[Start of section]

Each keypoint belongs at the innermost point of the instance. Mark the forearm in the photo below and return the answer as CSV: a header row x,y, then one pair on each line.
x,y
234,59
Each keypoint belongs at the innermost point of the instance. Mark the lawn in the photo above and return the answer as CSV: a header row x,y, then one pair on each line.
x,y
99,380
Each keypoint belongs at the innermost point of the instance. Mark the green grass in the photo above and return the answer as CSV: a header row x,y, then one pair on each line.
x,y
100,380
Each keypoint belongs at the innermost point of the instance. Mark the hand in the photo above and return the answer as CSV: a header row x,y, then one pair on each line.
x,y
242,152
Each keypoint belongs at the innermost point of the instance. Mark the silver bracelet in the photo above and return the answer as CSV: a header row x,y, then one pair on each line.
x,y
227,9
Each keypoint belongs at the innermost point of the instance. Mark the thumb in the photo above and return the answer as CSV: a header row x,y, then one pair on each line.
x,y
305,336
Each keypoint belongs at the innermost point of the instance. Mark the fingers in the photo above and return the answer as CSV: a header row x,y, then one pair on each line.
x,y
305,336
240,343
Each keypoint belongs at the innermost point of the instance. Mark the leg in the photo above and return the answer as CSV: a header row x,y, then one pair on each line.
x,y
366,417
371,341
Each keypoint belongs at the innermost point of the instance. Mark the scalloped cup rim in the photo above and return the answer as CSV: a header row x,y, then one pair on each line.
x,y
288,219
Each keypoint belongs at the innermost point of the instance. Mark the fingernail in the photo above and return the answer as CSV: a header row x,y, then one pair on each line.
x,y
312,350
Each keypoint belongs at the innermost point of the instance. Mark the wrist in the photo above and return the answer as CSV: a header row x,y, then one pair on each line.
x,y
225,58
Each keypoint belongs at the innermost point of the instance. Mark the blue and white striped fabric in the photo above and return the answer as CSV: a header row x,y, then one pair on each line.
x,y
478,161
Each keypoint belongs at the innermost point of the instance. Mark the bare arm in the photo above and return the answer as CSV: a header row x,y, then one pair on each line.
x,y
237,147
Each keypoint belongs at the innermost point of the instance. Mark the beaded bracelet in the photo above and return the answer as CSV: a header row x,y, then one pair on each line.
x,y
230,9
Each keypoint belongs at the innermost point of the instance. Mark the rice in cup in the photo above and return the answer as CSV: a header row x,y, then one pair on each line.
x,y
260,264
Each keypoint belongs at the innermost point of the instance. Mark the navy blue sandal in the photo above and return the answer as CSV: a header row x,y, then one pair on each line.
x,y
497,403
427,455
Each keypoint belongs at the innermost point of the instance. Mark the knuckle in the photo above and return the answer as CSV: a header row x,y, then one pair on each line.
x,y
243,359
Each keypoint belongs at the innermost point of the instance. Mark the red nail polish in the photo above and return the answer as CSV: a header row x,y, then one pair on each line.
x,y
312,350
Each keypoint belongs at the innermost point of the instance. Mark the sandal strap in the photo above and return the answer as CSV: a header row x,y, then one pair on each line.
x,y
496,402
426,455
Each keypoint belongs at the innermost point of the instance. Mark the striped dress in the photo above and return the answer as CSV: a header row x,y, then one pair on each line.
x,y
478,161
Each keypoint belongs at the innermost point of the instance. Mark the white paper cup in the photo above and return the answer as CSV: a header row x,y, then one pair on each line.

[End of section]

Work required
Restate the records above word for word.

Task result
Each keypoint belongs at the innermost point of the instance. Mark the forearm in the photo below and return the answer as CSV: a header row x,y, then one pair on each line.
x,y
234,59
Each keypoint belongs at the innermost point of the instance. Mark the lawn in the photo above and return the answer as CSV: a header row x,y, then one pair on each line.
x,y
99,380
Each keypoint belongs at the innermost point of the instance. Mark the green grass in the photo above and return the answer as CSV: a header row x,y, then one pair on each line.
x,y
100,380
Each keypoint belongs at the innermost point of the instance. Mark the hand in the photo above and return the answer as CSV: a header row x,y, then one pair on each line.
x,y
242,152
Each keypoint belongs at the innermost point of the instance. Mark the silver bracelet in the photo above and return the answer as CSV: a header row x,y, then one pair on each line.
x,y
227,9
Each keypoint belongs at the innermost point of the instance. Mark the thumb in the photo above and return the answer as CSV: a header row x,y, then one pair on each line.
x,y
305,336
Each keypoint belongs at the innermost point of the instance. Mark the fingers in the photo above and return the answer as CSV: a header row x,y, then one pair on each line.
x,y
305,336
240,343
Each keypoint belongs at the innermost point of the instance. Mark the leg in the photo above and return the answer as CSV: a header row x,y, then one pair on each line.
x,y
366,417
371,341
Each keypoint belongs at the innermost point of the instance. Mark the scalloped cup rim in the photo above and return the answer as CSV: a header row x,y, then one pair on each line.
x,y
288,219
Each keypoint belongs at the innermost point of the instance. Mark the fingernail in the photo above and return the answer as CSV: a header row x,y, then one pair on each line.
x,y
312,350
Each keypoint belongs at the innermost point of the instance. Mark the wrist in the photo above and return the answer as CSV: a header row x,y, then one pair on each line.
x,y
225,58
Each keypoint belongs at the innermost point of the instance. Mark the blue and white striped fabric in the photo above and return the answer as CSV: a header row x,y, then one pair on each line.
x,y
478,161
Each keypoint belongs at the innermost point of the instance. Mark the bare arm in the photo above and return the answer as CSV: a header row x,y, then one pair on each line.
x,y
237,147
Each keypoint belongs at the innermost point of the instance. Mark the beaded bracelet in the photo above and return the answer as CSV: a header row x,y, then one pair on each line.
x,y
230,9
Each keypoint belongs at the innermost point of the instance. Mark the rice in cup in the photo above and return the answer as CSV: a header row x,y, then one pair on each line.
x,y
260,264
Each keypoint belongs at the innermost point of the instance. Mark the navy blue sandal in the photo above and return the answer as CSV: a header row x,y, then one pair on each line.
x,y
497,403
427,455
Each keypoint belongs at the innermost point of the instance. Mark the knuckle in the photo above and return the answer as CSV: a header row x,y, then one pair on each line.
x,y
243,359
Each keypoint belongs at the innermost point of the instance. Mark the red nail polish in the photo above and return the answer as CSV: a header row x,y, then one pair on each line.
x,y
312,350
Each keypoint belongs at the innermost point of the instance. Mark the sandal strap in the photo above and return the answer as CSV: a header row x,y, then one pair on each line.
x,y
496,402
426,455
Each keypoint belongs at the innermost point of the instance. Mark the striped dress in the photo above and return the answer as CSV: a header row x,y, then one pair on each line.
x,y
478,161
Each keypoint belongs at the innermost point of the instance. Mark the white paper cup in the photo above and return the answer as CSV: a header row x,y, then one pair on each line.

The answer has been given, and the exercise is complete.